##### Available records #####
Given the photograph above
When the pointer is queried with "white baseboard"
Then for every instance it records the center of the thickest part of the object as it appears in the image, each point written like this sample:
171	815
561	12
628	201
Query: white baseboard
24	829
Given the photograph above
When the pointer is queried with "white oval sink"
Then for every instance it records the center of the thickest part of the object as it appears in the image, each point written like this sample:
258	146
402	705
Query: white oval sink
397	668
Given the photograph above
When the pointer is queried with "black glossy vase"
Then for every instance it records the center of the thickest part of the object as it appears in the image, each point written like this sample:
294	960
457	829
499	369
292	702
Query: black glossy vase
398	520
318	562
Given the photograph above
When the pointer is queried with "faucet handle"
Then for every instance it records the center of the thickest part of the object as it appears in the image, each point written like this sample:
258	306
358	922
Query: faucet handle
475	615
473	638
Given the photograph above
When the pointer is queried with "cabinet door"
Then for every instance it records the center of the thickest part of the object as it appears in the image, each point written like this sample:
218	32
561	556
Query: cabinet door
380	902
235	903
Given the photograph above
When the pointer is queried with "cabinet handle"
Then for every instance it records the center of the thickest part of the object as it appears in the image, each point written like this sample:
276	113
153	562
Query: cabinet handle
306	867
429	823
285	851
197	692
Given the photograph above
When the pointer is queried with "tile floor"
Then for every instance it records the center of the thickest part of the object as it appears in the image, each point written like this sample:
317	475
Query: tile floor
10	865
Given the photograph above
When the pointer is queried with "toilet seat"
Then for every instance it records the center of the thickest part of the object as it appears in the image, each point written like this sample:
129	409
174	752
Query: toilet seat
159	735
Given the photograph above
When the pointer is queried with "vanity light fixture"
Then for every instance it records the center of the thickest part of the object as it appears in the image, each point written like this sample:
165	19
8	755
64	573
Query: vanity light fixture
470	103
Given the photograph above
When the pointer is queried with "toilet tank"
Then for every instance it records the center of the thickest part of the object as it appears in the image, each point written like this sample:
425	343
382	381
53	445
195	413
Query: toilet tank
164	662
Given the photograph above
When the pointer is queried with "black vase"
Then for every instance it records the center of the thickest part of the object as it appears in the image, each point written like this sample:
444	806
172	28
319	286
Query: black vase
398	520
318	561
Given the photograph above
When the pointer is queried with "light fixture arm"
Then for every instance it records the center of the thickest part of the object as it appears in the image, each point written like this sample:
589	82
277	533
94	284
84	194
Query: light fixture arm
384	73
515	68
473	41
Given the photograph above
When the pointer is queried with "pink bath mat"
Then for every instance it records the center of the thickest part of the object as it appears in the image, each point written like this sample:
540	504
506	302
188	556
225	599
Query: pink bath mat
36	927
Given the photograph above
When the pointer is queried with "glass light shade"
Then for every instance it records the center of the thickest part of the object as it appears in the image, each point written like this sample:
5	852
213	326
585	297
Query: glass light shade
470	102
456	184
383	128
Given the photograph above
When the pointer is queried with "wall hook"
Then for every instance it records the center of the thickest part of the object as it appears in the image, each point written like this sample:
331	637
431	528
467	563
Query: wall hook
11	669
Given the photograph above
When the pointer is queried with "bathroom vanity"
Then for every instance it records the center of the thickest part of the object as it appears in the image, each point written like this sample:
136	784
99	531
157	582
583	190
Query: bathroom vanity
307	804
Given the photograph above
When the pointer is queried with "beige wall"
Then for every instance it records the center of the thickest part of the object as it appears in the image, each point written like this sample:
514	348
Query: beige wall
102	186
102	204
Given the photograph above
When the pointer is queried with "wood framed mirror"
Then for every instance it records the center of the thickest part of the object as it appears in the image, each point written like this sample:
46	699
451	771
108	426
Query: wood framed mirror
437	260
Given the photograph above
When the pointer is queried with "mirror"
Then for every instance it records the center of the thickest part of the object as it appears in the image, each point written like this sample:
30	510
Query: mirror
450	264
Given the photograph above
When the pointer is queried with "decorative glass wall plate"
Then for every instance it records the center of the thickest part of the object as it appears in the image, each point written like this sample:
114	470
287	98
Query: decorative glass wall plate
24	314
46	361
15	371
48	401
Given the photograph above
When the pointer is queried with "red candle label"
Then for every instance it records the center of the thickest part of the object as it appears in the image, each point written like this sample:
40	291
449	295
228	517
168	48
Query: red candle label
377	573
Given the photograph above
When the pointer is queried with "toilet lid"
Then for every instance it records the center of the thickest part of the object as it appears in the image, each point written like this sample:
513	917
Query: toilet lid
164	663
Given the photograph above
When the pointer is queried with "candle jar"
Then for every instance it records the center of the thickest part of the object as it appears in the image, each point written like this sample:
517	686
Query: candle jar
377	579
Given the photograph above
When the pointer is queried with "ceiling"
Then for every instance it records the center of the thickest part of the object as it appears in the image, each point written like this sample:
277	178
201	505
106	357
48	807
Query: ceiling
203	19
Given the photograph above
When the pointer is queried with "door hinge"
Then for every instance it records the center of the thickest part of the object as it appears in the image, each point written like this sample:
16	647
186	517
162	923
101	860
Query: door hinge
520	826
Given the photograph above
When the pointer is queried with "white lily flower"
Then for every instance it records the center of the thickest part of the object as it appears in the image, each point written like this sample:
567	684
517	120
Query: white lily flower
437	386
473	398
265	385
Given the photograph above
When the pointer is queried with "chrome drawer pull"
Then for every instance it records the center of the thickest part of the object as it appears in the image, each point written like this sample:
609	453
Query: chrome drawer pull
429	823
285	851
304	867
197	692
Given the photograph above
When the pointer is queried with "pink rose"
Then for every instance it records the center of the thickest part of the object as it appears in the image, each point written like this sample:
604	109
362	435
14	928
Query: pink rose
#####
Problem requirements: All of the data above should be transcribed exactly.

Response area:
Given the photograph above
When the pointer is queried with "white baseboard"
Then for every instance it records the center of the thickest part of the object as it appears in the image, each point written like this sample:
171	815
561	12
628	201
Query: white baseboard
24	829
Given the photograph above
When the pointer is queried with "white oval sink"
Then for every instance it records the center of the thickest part of the object as it appears in the image, each point written like this sample:
258	146
402	705
Query: white oval sink
397	668
Given the photograph above
When the pointer is queried with "black glossy vase"
Then for every instance it records the center of the thickest part of the object as it appears in the image, each point written like this sample:
294	960
457	829
499	369
292	702
Query: black glossy vase
398	520
318	562
Given the photograph above
When the pointer is queried with "faucet handle"
Then for every instance it records the center of the thickest part of the object as it appears in the image, each point written like this sample:
258	306
358	922
Query: faucet handle
475	615
473	638
Given the photograph above
When the pointer is queried with "cabinet door"
Then for every instance it records the center of the thickest part of the object as it appears in the image, each point written like this sample:
218	32
561	556
Query: cabinet door
380	902
235	903
Given the photograph above
When the pointer is queried with "cabinet handle"
Then for every instance it records the center of the thickest part of the object as it appears in the image, each point written like this sample:
276	113
153	562
Query: cabinet handle
306	867
429	823
285	851
197	692
Given the photograph above
When the pointer is queried with "tile floor"
Then for every instance it records the center of the thickest part of the object as it appears in the image, each point written like this sample:
317	475
Query: tile floor
10	865
Given the photograph above
When the pointer is queried with "toilet seat"
Then for every instance it records the center of the thickest part of the object as it appears in the image, each point written like this sample:
129	409
174	752
Query: toilet seat
159	735
Given the photograph above
When the pointer is queried with "vanity light fixture"
Then for every instance it records the center of the thickest part of the object as it appears in the image, each point written like this sample:
165	19
8	755
64	573
Query: vanity light fixture
470	103
Given the photograph above
When the pointer is queried with "toilet tank"
Then for every instance it records the center of the thickest part of the object as it appears in the image, each point written like this sample:
425	343
382	381
53	445
195	413
Query: toilet tank
164	662
Given the photograph above
When the pointer is queried with "black vase"
Then for every instance it records the center of the thickest part of the object as it appears in the image, each point written like this sample:
444	806
172	28
319	286
Query: black vase
398	520
318	561
Given the photograph above
When the pointer is queried with "light fixture arm"
Then for every instance it records the center of the thickest part of the object as it appears in the image, each point written like this sample:
589	82
277	533
94	284
84	194
Query: light fixture arm
384	73
515	68
473	41
Given the photograph above
When the pointer is queried with "pink bath mat"
Then for every instance it records the center of the thickest part of the object as it appears in the image, each point written like this sample:
540	504
506	302
188	556
225	599
Query: pink bath mat
36	927
Given the photograph above
When the pointer is queried with "glass light shade"
Then for every instance it records the center of the thickest part of the object as it appears in the image, each point written like this sample:
5	852
213	326
585	297
Query: glass light shade
470	102
456	184
383	128
Given the photograph above
When the pointer is queried with "wall hook"
Then for every instance it records the center of the thickest part of the object as it appears in the image, each point written like this sample:
331	637
431	528
467	563
Query: wall hook
11	669
Given the photograph above
When the pointer is queried with "bathroom vanity"
Then for every instance it records the center of the thickest part of the object as it appears in the image, each point written like this sample:
136	784
99	531
157	582
583	190
Query: bathroom vanity
307	804
Given the photograph above
When the pointer is queried with "beige wall"
Then for every instance it records the center of the thickest part of the object as it appears in the image, each point written like this sample:
514	348
Query: beige wall
102	186
102	204
Given the photograph above
When the pointer is queried with "wood framed mirror"
Then for every instance it records the center of the thickest part of the object as it appears in the image, each point written like this sample:
46	699
451	771
108	426
Query: wood framed mirror
437	260
Given the photograph above
When the pointer is queried with "mirror"
Then for every instance it records the center of the thickest part of the object as it appears in the image, each point written like this sample:
30	510
Query: mirror
450	264
Given the photograph above
When the pointer is queried with "decorative glass wall plate"
Then for every instance it records the center of the thickest part of the object as it appears in the image, each point written like this sample:
114	470
287	98
Query: decorative glass wall plate
24	314
46	361
15	371
48	401
Given the photograph above
When the pointer is queried with "red candle label"
Then for every instance it records the center of the thickest part of the object as it appears in the image, each point written like this sample:
40	291
449	295
228	517
168	48
Query: red candle label
377	573
Given the photograph above
When the pointer is queried with "toilet lid"
Then for every instance it records the center of the thickest part of the object as it appears in the image, each point written like this sample:
513	917
Query: toilet lid
164	663
Given the photograph above
When the pointer is queried with "candle jar"
Then for every instance it records the center of the thickest part of the object as it appears in the image, each point written like this sample:
517	686
Query: candle jar
377	579
Given the photograph above
When the pointer is queried with "ceiling"
Then for every instance it records the center of the thickest part of the object as it appears in the image, each point written like this sample:
277	178
201	505
106	357
48	807
Query: ceiling
203	19
Given the photograph above
When the pointer is queried with "door hinge"
Then for every instance it records the center of the thickest part of the object as it appears in the image, each point written like this sample:
16	647
186	517
162	923
101	860
Query: door hinge
520	826
Given the photograph above
When the pointer is queried with "white lily flower"
Then for every instance it records the center of the thickest part of the object as it appears in the image, each point written like this sample:
567	684
517	120
Query: white lily flower
437	386
473	398
265	385
Given the photograph above
When the pointer is queried with "chrome drawer pull"
Then for every instance it records the center of the thickest part of the object as it appears in the image, each point written like this sample:
609	453
Query: chrome drawer pull
429	823
285	851
304	867
197	692
Given the photograph above
When the pointer is queried with "pink rose"
Then for every instance it records the center of the thickest part of the object as it appears in the image, each point written like this sample:
604	109
362	435
14	928
Query: pink rose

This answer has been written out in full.